**Task requirements**
Below are records; report the number of lines among them that include the word "grass", and nothing further.

........

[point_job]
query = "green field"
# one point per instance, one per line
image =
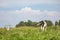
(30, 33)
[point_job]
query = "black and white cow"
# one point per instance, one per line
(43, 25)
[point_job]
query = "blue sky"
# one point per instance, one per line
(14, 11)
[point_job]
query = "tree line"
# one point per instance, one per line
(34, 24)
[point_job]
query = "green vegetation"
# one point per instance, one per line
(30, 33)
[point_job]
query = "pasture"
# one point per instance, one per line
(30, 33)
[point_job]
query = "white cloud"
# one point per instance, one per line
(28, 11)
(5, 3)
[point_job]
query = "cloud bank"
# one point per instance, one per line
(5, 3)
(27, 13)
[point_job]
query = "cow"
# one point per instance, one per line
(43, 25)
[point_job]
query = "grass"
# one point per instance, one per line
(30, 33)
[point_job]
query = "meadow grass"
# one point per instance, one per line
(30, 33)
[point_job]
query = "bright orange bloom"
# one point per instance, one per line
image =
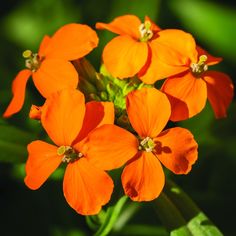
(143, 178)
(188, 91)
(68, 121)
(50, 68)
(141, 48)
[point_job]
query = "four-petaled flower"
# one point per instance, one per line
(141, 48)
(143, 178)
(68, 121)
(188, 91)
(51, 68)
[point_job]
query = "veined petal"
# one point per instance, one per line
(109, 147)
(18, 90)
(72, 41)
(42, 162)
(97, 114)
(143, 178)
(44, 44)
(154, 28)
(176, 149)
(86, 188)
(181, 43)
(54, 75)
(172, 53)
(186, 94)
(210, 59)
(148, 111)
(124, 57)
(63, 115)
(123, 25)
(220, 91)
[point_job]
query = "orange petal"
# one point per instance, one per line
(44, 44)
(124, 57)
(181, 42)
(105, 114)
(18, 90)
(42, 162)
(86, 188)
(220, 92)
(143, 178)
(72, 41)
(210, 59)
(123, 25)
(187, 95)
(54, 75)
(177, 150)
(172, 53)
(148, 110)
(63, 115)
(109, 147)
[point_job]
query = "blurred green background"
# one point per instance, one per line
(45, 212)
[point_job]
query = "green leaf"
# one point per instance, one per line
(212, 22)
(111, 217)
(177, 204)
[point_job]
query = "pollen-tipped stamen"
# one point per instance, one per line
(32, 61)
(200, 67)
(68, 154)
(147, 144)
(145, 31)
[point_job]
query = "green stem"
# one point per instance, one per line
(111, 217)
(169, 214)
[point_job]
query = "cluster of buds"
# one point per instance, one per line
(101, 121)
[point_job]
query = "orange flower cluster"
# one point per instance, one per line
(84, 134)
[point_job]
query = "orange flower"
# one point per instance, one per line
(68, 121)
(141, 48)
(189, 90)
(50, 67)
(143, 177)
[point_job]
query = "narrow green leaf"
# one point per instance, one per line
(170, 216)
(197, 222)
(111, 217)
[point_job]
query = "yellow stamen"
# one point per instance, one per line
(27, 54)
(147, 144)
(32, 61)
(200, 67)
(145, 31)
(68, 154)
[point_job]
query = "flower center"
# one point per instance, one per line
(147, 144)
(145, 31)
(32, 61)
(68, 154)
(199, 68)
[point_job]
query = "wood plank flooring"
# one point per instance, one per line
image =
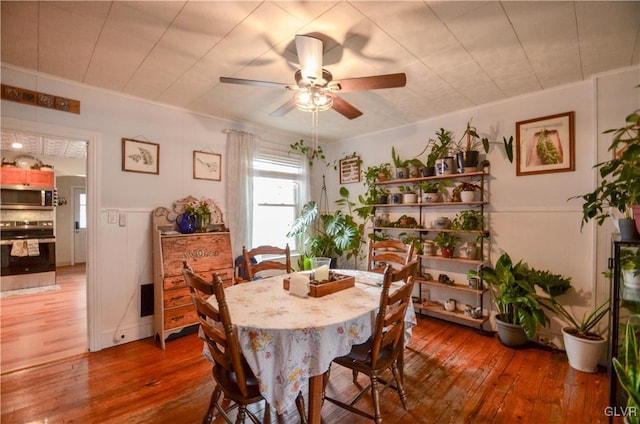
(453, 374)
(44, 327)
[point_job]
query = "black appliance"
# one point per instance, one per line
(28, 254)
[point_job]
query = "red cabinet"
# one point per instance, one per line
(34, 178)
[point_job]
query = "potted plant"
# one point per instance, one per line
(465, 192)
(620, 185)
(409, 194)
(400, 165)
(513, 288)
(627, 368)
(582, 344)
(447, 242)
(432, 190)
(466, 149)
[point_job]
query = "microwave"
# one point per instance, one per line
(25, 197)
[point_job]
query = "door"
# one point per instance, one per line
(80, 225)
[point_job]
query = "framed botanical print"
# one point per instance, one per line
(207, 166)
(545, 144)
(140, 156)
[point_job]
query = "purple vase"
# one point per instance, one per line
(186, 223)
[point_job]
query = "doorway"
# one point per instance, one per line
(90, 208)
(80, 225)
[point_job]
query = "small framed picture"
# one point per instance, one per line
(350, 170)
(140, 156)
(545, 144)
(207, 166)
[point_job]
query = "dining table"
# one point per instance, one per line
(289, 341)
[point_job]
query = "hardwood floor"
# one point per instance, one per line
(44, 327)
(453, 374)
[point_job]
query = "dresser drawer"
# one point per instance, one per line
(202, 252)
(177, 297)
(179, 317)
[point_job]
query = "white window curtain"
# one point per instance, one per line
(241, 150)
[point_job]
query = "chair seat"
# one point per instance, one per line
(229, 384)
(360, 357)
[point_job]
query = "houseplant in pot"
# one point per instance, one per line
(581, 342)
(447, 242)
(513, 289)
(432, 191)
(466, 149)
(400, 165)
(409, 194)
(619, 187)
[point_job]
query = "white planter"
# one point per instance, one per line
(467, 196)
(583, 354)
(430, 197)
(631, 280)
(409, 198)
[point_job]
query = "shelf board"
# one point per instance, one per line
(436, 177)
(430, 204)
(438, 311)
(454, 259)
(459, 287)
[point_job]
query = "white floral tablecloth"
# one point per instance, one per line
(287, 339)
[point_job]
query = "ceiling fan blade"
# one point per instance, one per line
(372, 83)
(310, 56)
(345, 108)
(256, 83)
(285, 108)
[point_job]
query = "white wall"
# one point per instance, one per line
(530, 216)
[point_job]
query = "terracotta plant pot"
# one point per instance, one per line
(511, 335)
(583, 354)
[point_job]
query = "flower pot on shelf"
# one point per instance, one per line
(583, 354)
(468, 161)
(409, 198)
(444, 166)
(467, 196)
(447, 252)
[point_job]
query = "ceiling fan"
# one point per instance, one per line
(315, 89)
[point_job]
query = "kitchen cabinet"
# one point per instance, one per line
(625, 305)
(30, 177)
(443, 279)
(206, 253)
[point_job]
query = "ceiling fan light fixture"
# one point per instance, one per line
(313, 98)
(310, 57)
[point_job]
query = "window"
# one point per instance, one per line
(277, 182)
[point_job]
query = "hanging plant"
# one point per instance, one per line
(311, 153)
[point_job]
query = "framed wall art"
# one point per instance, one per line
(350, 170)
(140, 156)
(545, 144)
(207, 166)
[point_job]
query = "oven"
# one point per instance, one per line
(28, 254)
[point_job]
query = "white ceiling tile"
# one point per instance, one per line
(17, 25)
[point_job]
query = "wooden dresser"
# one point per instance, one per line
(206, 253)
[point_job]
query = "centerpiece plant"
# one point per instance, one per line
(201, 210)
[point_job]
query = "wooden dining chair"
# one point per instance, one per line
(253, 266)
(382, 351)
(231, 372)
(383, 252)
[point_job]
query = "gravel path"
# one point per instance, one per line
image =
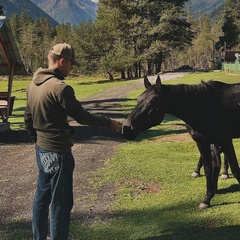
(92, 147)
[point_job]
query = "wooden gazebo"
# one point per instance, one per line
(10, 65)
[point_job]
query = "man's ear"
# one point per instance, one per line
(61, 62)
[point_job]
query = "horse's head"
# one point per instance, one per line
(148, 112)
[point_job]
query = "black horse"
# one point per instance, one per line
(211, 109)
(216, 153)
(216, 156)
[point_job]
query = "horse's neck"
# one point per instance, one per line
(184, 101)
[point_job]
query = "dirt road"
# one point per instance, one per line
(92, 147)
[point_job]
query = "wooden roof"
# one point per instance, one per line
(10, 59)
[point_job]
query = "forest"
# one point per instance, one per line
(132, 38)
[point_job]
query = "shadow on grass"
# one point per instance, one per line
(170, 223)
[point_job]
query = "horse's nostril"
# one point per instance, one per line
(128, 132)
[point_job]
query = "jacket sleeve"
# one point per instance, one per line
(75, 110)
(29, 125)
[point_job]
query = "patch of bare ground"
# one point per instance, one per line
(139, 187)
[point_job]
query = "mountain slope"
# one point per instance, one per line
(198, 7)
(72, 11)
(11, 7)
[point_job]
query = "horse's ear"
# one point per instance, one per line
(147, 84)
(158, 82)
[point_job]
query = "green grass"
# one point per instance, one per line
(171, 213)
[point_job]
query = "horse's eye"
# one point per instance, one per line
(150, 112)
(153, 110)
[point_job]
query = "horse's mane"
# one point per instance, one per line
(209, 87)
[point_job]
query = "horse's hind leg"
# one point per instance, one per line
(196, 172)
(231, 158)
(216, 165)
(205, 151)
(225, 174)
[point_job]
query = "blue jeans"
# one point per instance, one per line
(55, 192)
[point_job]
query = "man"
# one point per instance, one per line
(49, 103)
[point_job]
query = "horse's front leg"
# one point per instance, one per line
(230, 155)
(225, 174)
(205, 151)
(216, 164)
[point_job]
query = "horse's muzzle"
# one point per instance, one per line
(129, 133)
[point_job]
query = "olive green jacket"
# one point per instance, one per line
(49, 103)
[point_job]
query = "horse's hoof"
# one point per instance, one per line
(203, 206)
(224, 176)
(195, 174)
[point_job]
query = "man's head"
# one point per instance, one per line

........

**Exercise output**
4